• _Your objective_: Write out all of the entries exactly as given.
◆ ◆ ◆ ◆ ◆ ◆ ◆
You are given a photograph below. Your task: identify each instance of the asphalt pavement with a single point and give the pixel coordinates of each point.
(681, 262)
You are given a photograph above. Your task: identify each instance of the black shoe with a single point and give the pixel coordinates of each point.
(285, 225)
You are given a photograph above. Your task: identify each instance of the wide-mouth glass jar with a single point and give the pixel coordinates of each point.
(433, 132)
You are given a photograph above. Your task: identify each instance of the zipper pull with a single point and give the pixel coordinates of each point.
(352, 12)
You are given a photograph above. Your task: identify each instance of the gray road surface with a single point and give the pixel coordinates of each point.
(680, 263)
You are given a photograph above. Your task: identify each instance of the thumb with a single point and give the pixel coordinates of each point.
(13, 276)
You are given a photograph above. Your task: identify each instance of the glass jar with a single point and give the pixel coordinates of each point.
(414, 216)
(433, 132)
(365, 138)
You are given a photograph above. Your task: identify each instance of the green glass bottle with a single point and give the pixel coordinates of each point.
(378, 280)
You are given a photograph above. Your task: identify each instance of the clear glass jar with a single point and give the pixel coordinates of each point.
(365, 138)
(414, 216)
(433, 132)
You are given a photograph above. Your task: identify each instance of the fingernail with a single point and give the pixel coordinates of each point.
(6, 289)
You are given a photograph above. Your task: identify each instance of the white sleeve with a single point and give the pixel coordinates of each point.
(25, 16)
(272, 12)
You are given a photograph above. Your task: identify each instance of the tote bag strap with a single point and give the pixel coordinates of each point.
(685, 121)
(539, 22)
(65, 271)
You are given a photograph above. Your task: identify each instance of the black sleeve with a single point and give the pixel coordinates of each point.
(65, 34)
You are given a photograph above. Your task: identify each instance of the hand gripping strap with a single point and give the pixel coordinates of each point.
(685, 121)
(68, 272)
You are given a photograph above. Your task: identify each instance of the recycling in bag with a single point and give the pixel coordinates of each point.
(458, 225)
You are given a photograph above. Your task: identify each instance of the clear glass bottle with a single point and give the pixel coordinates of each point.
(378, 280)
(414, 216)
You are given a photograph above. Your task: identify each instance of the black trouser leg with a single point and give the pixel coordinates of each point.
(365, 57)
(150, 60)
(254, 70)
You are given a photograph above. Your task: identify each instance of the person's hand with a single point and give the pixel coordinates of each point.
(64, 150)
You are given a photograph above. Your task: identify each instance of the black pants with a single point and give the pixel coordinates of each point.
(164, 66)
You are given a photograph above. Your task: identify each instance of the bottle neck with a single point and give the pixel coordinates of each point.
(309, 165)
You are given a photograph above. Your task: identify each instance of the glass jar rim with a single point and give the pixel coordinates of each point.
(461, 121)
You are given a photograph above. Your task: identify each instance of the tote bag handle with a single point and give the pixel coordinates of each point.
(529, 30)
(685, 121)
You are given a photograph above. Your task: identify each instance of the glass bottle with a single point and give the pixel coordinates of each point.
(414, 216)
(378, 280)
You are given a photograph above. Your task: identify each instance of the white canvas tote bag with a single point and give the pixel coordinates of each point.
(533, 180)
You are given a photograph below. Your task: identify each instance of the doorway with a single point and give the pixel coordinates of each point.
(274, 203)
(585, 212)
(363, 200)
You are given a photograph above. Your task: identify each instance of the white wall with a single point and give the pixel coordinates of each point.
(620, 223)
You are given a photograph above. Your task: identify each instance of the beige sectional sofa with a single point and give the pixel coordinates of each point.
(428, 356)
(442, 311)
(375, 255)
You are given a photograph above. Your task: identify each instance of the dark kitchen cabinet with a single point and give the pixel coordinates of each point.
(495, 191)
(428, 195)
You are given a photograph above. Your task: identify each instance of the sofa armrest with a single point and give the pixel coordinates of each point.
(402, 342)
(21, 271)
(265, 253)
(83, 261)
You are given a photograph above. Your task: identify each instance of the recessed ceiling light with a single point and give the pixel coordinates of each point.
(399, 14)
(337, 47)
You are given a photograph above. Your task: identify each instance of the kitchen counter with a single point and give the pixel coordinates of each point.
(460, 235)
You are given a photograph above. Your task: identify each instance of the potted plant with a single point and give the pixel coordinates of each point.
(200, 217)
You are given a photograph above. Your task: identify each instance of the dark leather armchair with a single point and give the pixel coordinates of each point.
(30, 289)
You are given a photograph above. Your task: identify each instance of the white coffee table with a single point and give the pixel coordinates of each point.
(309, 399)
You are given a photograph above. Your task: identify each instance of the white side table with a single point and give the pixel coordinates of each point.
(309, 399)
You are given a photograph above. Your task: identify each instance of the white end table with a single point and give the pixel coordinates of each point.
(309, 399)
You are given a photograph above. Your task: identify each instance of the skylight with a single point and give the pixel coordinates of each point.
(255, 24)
◆ ◆ ◆ ◆ ◆ ◆ ◆
• _Finished task_:
You are given a photograph below. Your task: identify each instance of the asphalt pavement with a single point and give the pixel coordinates of each point.
(681, 262)
You are given a photograph above. Your task: identify each instance of the black shoe with a single point and give the pixel coordinates of each point.
(285, 225)
You are given a photograph above. Your task: identify each instance of the wide-mouth glass jar with a single point and give the pixel coordinates of each point.
(433, 132)
You are given a photograph above. Your task: identify each instance of the zipper pull with a single point and give the pixel coordinates of each point.
(352, 12)
You are given a photograph above. Your task: identify each instance of the gray road surface with a single point and give the pixel coordinates of each point.
(680, 263)
You are given a photograph above. Your task: identify each instance of the thumb with a single point and give the pixel coordinates of each point.
(13, 276)
You are given a photograph above. Your task: identify each instance of the glass jar with a single point and give the pixel coordinates of each point.
(414, 216)
(433, 132)
(365, 138)
You are given a photograph above. Your task: identify each instance of the green glass bottle with a single point and give the pixel coordinates of each point.
(378, 280)
You are given a photograph above. Your task: identify each instance of the clear glass jar with a single point and give the pixel coordinates of each point.
(365, 138)
(414, 216)
(433, 132)
You are given a photograph above. Your task: identify each instance of the fingernail with a single point and give the pixel coordinates of each point.
(6, 289)
You are given a photograph above. Your task: identify each instance of the white sleeve with a single point and give the pixel coordinates of each point.
(25, 16)
(272, 12)
You are given a photograph above. Your task: identify each instance of the tote bag strap with a single point and give the pixel coordinates of each point.
(685, 121)
(539, 22)
(65, 271)
You are given a photograph above. Your task: identify each instance of the black sleeve with a single point and give the pixel coordinates of each point.
(65, 34)
You are given a photograph above. Your task: identify each instance of the hand gripping strap with a single point and give the pixel coordinates of each point.
(685, 121)
(68, 272)
You are given a photograph above. Your task: identify each instance of the recycling in bag with a single point and give the pixel coordinates of each point.
(458, 225)
You are given a photograph above. Your task: identify each instance of the clear glass bottle with a single point and give the pixel coordinates of each point.
(378, 280)
(414, 216)
You are given a photograph above. Your task: identify each instance of the black trouser leg with a single point and give the pixel coordinates of each point.
(365, 57)
(150, 60)
(254, 70)
You are given a photograph above. Your task: identify each instance of the person's hand with a single point and give the pixel coordinates of each point.
(64, 150)
You are given a photograph above. Your task: identify each instance of the black pants with a single point and give the pixel coordinates of each point.
(164, 66)
You are given a photograph above. Your task: identify each instance of the bottle neck with a single point and give the pixel coordinates of each point.
(309, 165)
You are given a photograph above. Your task: identify each instance of the glass jar rim with a single point and give the pixel coordinates of each point.
(461, 121)
You are given a photograph above. Your task: identify each instance of the tote bag handle with a single point and give the pixel coordinates of each point.
(529, 30)
(685, 121)
You are given a photograph above. Your task: identify each instance of the glass bottle with a single point and give the pixel coordinates of each point.
(414, 216)
(378, 280)
You are given a photograph above. Your task: identify each instance of the white canvas tote bag with a single point and give the pixel coordinates of each point.
(533, 180)
You are given a photograph below. Your task: identify each instance of the doorway with a single point and give the pixel coordinates of each point.
(274, 203)
(585, 212)
(363, 200)
You are given a photograph above. Your task: identify each instance of the white wall with a single point and give the pixel coordinates of each point.
(620, 223)
You are given a photograph above. Your task: identify each instance of the beige sectional sofa with a single point and give the pixel coordinates of each point.
(428, 356)
(442, 311)
(375, 255)
You are given a photograph above. Your task: identify each instance of the dark kitchen cabinet with a single point and give the pixel coordinates of each point.
(495, 191)
(428, 195)
You are given a photograph above. Your task: identify each instance of the sofa armrest with a single point and give the pixel coordinates of each point.
(402, 342)
(21, 271)
(265, 253)
(83, 261)
You are given a photograph above. Your task: identify each instance of the recessed ceiling light with a single point and give the pixel coordinates of each point.
(399, 14)
(337, 47)
You are given a photograph above. Your task: identify each instance of the kitchen counter with a single point and give the pixel coordinates of each point.
(460, 235)
You are given a photograph above. Your task: identify each instance of the potted plant with a single point and give the pixel coordinates of each point.
(200, 217)
You are given a photograph above. Your task: identify each instance of the dark leather armchair with a single point and give the pixel coordinates of each point.
(30, 289)
You are given a photograph above. Your task: identify each instance of the white coffee table with a single point and give the pixel coordinates of each point.
(309, 399)
You are given a photograph above. Your task: identify each instance of the white side table with a single point and give the pixel coordinates of each point.
(309, 399)
You are given a photograph above. Your task: identify each instance of the white end table with a single point and give the pixel coordinates of each point.
(309, 399)
You are given a photograph above. Your task: identify each instance of the skylight with a single point and give the pixel coordinates of each point.
(255, 24)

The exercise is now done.